▶ Stated task
How many lines in the records below contain the string "front"? Reply with the number alone.

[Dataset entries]

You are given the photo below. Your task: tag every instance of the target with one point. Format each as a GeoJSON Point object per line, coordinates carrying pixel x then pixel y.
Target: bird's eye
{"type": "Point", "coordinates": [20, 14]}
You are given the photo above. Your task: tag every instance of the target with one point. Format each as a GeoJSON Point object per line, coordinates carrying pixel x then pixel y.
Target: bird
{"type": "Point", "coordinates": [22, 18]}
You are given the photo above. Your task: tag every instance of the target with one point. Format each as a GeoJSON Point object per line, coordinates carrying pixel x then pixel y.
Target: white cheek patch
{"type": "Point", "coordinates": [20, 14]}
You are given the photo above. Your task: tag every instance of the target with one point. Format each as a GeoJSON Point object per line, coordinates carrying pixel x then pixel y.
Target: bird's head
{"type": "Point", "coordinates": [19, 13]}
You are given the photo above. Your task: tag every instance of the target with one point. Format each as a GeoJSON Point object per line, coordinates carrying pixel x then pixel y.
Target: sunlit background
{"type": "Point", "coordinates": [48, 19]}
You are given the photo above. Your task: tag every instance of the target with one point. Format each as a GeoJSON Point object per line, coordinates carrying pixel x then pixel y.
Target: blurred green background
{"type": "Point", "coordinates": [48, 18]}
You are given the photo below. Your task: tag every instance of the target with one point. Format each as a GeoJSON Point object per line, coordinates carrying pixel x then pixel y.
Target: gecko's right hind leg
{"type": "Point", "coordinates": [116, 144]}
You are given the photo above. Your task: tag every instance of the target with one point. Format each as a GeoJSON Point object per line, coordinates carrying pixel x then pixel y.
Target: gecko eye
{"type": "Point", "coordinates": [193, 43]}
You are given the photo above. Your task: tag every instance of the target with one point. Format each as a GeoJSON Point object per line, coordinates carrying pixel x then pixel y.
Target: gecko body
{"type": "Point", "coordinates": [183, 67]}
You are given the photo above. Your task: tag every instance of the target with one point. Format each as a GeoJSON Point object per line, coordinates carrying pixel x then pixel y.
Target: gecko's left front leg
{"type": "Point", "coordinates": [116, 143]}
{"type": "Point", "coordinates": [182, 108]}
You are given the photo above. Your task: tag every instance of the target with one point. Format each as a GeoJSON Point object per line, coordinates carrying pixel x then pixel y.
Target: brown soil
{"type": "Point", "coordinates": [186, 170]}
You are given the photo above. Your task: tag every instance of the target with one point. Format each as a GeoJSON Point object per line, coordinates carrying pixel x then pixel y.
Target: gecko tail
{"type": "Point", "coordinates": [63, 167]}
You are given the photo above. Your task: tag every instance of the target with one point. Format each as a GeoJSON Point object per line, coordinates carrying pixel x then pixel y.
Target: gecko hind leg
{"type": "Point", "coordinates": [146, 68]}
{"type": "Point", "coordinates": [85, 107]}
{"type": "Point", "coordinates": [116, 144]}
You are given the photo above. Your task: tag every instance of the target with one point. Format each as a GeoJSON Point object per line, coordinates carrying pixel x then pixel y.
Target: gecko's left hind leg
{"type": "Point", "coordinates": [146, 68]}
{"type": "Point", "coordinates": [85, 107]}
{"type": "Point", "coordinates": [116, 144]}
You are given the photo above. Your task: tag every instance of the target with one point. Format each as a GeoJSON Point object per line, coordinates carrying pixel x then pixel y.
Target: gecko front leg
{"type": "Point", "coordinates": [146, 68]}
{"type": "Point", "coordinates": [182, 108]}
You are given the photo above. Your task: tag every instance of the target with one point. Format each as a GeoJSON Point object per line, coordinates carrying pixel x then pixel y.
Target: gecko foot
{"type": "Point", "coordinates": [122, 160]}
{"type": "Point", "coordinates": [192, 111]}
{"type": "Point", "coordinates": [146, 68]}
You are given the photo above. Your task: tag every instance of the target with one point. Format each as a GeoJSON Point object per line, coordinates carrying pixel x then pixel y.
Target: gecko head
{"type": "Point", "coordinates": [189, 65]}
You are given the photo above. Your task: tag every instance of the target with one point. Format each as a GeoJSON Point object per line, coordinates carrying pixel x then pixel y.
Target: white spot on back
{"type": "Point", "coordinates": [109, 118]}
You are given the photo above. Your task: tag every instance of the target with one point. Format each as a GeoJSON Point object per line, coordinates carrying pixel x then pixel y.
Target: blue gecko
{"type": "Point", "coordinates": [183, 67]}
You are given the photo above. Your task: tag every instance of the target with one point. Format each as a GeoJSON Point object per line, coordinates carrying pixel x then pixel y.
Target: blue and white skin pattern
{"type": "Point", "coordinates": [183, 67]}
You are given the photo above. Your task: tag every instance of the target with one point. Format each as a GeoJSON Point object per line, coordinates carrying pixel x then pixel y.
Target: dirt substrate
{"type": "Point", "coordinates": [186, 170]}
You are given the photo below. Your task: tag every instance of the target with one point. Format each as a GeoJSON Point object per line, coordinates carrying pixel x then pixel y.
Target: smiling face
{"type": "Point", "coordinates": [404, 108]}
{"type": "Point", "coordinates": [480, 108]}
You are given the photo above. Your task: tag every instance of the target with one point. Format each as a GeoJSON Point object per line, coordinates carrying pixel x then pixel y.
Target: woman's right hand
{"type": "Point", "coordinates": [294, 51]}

▶ Finished task
2